>> Begin
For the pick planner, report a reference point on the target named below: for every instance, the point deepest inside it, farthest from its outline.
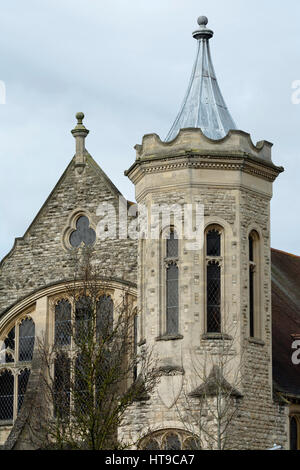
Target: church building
(219, 309)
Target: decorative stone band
(168, 371)
(191, 139)
(245, 163)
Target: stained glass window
(83, 233)
(172, 245)
(14, 380)
(172, 299)
(294, 434)
(213, 298)
(6, 395)
(151, 444)
(26, 340)
(172, 442)
(105, 312)
(62, 385)
(63, 323)
(213, 243)
(83, 317)
(23, 378)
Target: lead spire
(203, 106)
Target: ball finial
(202, 21)
(79, 117)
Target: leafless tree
(88, 375)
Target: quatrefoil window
(83, 233)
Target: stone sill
(216, 336)
(169, 338)
(260, 342)
(6, 423)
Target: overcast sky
(126, 65)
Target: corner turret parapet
(193, 141)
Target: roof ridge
(285, 253)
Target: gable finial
(80, 132)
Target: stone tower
(205, 303)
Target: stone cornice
(245, 163)
(57, 288)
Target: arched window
(151, 444)
(83, 233)
(213, 280)
(135, 343)
(63, 323)
(83, 318)
(6, 395)
(17, 347)
(172, 288)
(62, 384)
(23, 378)
(254, 286)
(105, 316)
(26, 340)
(294, 433)
(172, 442)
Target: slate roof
(286, 320)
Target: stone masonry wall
(39, 259)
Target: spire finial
(79, 117)
(80, 132)
(203, 32)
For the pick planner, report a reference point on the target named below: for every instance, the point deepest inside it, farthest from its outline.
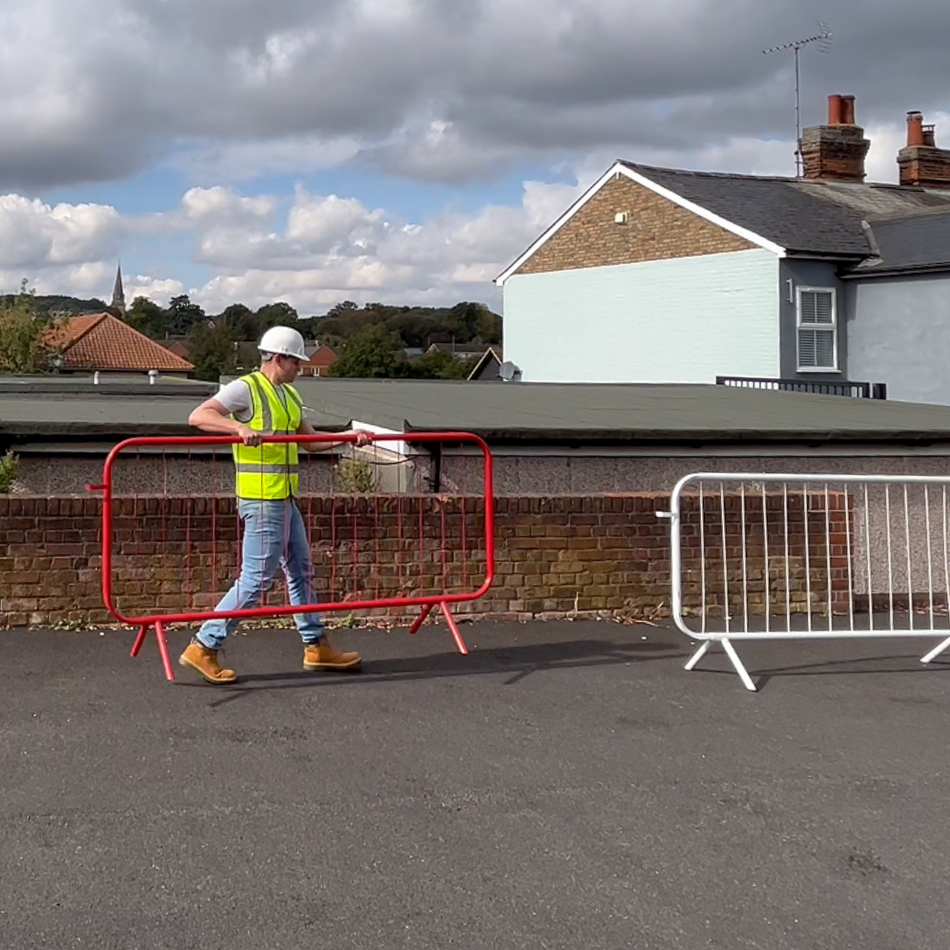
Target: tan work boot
(205, 661)
(322, 656)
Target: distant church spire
(118, 294)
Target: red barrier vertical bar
(444, 545)
(163, 651)
(456, 636)
(377, 566)
(139, 640)
(188, 505)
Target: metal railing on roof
(856, 390)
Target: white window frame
(833, 327)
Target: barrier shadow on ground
(517, 661)
(851, 666)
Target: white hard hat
(284, 340)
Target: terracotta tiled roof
(101, 341)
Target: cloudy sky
(401, 151)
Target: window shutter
(816, 329)
(818, 307)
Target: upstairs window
(817, 330)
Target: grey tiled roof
(811, 217)
(904, 244)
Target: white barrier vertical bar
(725, 552)
(848, 553)
(828, 551)
(890, 560)
(910, 582)
(745, 582)
(807, 555)
(930, 563)
(867, 555)
(946, 555)
(702, 555)
(788, 563)
(768, 563)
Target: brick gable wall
(656, 229)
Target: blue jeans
(274, 536)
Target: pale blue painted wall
(899, 334)
(679, 321)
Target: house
(682, 277)
(461, 351)
(100, 342)
(319, 360)
(486, 369)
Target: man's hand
(250, 436)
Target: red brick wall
(604, 555)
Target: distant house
(178, 347)
(682, 277)
(461, 351)
(319, 360)
(486, 369)
(100, 342)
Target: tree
(241, 321)
(182, 315)
(278, 314)
(147, 317)
(212, 350)
(371, 353)
(27, 339)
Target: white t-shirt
(236, 398)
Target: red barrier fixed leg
(162, 648)
(449, 619)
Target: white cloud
(36, 234)
(435, 90)
(161, 290)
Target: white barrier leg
(730, 652)
(737, 663)
(698, 655)
(936, 651)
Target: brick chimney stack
(920, 162)
(836, 151)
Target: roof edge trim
(702, 212)
(619, 168)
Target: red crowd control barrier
(390, 528)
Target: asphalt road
(565, 786)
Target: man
(266, 478)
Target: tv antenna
(823, 38)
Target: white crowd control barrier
(756, 556)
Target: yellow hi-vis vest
(269, 471)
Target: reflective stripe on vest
(269, 471)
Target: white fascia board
(620, 169)
(704, 213)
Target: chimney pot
(847, 110)
(915, 129)
(836, 151)
(834, 110)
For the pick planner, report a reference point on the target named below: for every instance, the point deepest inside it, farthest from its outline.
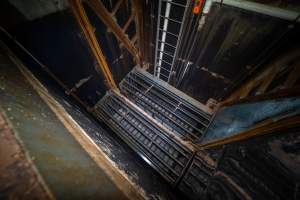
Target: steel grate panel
(176, 114)
(167, 156)
(196, 178)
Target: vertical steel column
(179, 38)
(157, 37)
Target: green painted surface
(66, 168)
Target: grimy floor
(65, 167)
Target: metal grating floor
(175, 113)
(159, 123)
(151, 142)
(196, 178)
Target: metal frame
(154, 145)
(160, 38)
(183, 119)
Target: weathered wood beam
(88, 32)
(107, 19)
(125, 27)
(263, 128)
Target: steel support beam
(139, 27)
(107, 19)
(116, 8)
(88, 32)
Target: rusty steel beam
(88, 32)
(107, 19)
(116, 8)
(125, 27)
(139, 26)
(263, 128)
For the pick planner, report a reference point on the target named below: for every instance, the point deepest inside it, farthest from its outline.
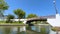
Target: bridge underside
(29, 21)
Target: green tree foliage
(3, 6)
(9, 17)
(31, 16)
(20, 13)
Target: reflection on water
(25, 30)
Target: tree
(20, 13)
(3, 6)
(9, 17)
(31, 16)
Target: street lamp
(54, 2)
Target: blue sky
(39, 7)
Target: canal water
(26, 30)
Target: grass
(3, 22)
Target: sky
(38, 7)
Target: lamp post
(54, 2)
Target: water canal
(26, 30)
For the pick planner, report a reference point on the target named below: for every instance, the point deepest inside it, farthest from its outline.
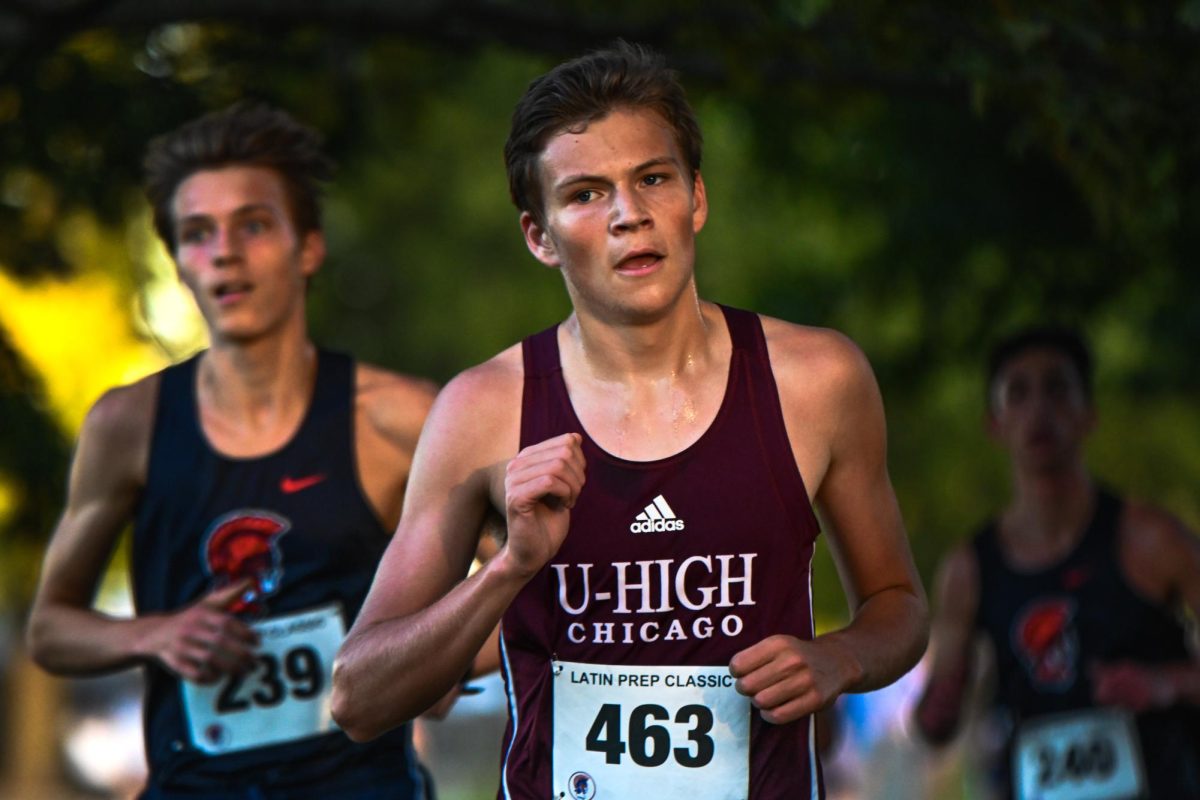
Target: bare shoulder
>> End
EXERCISE INSTRUCTIONS
Copy all the records above again, changing every "pick planner" to "grasp planner" and leaving everything else unchanged. Leave the pictures out.

SOLUTION TO THIS PROBLEM
For the grasp planner, report a reference point on the target named below: for every instance, the point deepest inside it, farthest from its outline.
Target: church building
(219, 309)
Target: decorative stone band
(168, 371)
(191, 139)
(245, 163)
Target: stained glass window
(83, 233)
(172, 245)
(14, 380)
(172, 299)
(294, 434)
(213, 298)
(6, 395)
(151, 444)
(26, 340)
(172, 442)
(105, 312)
(62, 385)
(63, 323)
(213, 243)
(83, 317)
(23, 378)
Target: lead spire
(203, 106)
Target: ball finial
(202, 21)
(79, 117)
Target: leafless tree
(88, 375)
Target: quatrefoil window
(83, 233)
Target: stone sill
(216, 336)
(169, 338)
(260, 342)
(6, 423)
Target: overcast sky
(126, 65)
Target: corner turret parapet
(193, 141)
Target: roof ridge
(285, 253)
Target: gable finial
(80, 132)
Target: stone tower
(205, 303)
Target: stone cornice
(245, 163)
(57, 288)
Target: arched window
(151, 444)
(83, 233)
(213, 280)
(135, 343)
(63, 323)
(83, 318)
(6, 395)
(17, 347)
(172, 288)
(62, 384)
(23, 378)
(254, 286)
(105, 316)
(26, 340)
(294, 433)
(172, 442)
Target: slate roof
(286, 320)
Target: stone masonry wall
(39, 259)
Target: spire finial
(79, 117)
(80, 132)
(203, 32)
For the grasp planner, report a reference point on the target named below: for every instance, the point deepest inside it, farthest from its outline.
Target: tan work boot
(205, 661)
(322, 656)
Target: distant church spire
(118, 294)
Target: red barrier vertical bar
(444, 545)
(163, 651)
(456, 636)
(377, 566)
(139, 640)
(188, 505)
Target: metal railing on roof
(856, 390)
Target: white window frame
(833, 327)
Target: barrier shadow on ground
(517, 661)
(851, 666)
Target: white hard hat
(284, 340)
Target: terracotta tiled roof
(101, 341)
Target: cloudy sky
(401, 151)
Target: window shutter
(816, 329)
(818, 307)
Target: upstairs window
(817, 330)
Target: grey tiled roof
(811, 217)
(904, 244)
Target: white barrier vertical bar
(725, 552)
(848, 553)
(828, 551)
(890, 560)
(910, 582)
(745, 582)
(807, 555)
(930, 563)
(867, 555)
(946, 555)
(702, 555)
(788, 563)
(768, 563)
Target: brick gable wall
(656, 229)
Target: blue jeans
(274, 536)
Target: pale blue painted wall
(899, 334)
(679, 321)
Target: house
(682, 277)
(461, 351)
(100, 342)
(319, 360)
(486, 369)
Target: man's hand
(250, 436)
Target: red brick wall
(604, 555)
Target: distant house
(178, 347)
(682, 277)
(461, 351)
(319, 360)
(486, 369)
(100, 342)
Target: tree
(241, 321)
(182, 315)
(278, 314)
(147, 317)
(212, 350)
(371, 353)
(27, 339)
Target: white t-shirt
(236, 398)
Target: red barrier fixed leg
(162, 648)
(449, 619)
Target: white cloud
(36, 234)
(435, 90)
(161, 290)
Target: white barrier leg
(730, 652)
(737, 663)
(698, 655)
(936, 651)
Target: brick chimney stack
(920, 162)
(836, 151)
Target: roof edge trim
(702, 212)
(619, 168)
Target: red crowd control barrier
(390, 528)
Target: asphalt road
(565, 786)
Target: man
(266, 478)
Target: tv antenna
(823, 38)
Target: white crowd control barrier
(756, 556)
Target: yellow hi-vis vest
(269, 471)
Target: reflective stripe on vest
(269, 471)
Target: white fascia board
(620, 169)
(704, 213)
Target: chimney pot
(847, 110)
(915, 129)
(836, 151)
(834, 110)
For the grasp planner, report a reference point on the target named below: for every instance, the point deepest inside it, farthest from its outline.
Target: steel grate panel
(176, 114)
(167, 156)
(196, 178)
Target: vertical steel column
(179, 38)
(157, 37)
Target: green painted surface
(66, 168)
Target: grimy floor
(65, 167)
Target: metal grating floor
(175, 113)
(159, 123)
(151, 142)
(196, 178)
Target: metal frame
(154, 145)
(160, 38)
(183, 119)
Target: weathered wood beam
(88, 32)
(107, 19)
(125, 27)
(263, 128)
Target: steel support beam
(139, 27)
(107, 19)
(116, 8)
(88, 32)
Target: rusty steel beam
(88, 32)
(107, 19)
(116, 8)
(125, 27)
(139, 26)
(263, 128)
For the grasp planner, report a reference point on the target named below: for every instance, the point deepest inside it, farthest from its outline.
Target: bridge underside
(29, 21)
Target: green tree foliage
(3, 6)
(9, 17)
(31, 16)
(20, 13)
Target: reflection on water
(25, 30)
Target: tree
(20, 13)
(3, 6)
(9, 17)
(31, 16)
Target: street lamp
(54, 2)
Target: blue sky
(39, 7)
Target: canal water
(26, 30)
Target: grass
(3, 22)
Target: sky
(38, 7)
Target: lamp post
(54, 2)
Target: water canal
(26, 30)
For the grasp planner, report a reference point on the target named below: for every instance, the point deepest inside it, farthest from its outline.
Target: bare shoulder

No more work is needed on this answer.